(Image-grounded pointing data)
--------------------------------
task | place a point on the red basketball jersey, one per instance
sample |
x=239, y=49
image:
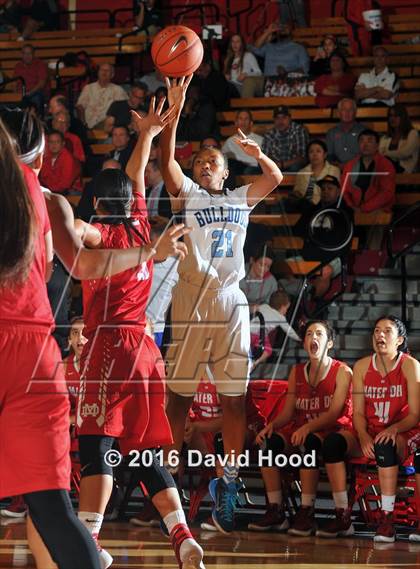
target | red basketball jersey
x=313, y=401
x=72, y=379
x=123, y=297
x=27, y=303
x=206, y=404
x=385, y=397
--------------------------------
* [DESCRIPTION OF THE TASK] Repeat the entries word for word and skip the pictures.

* [PROBLEM SOLUTION]
task | place a point on the red basketball jersey, one per instance
sample |
x=239, y=49
image:
target | red basketball jersey
x=313, y=401
x=72, y=379
x=123, y=297
x=27, y=303
x=206, y=404
x=385, y=397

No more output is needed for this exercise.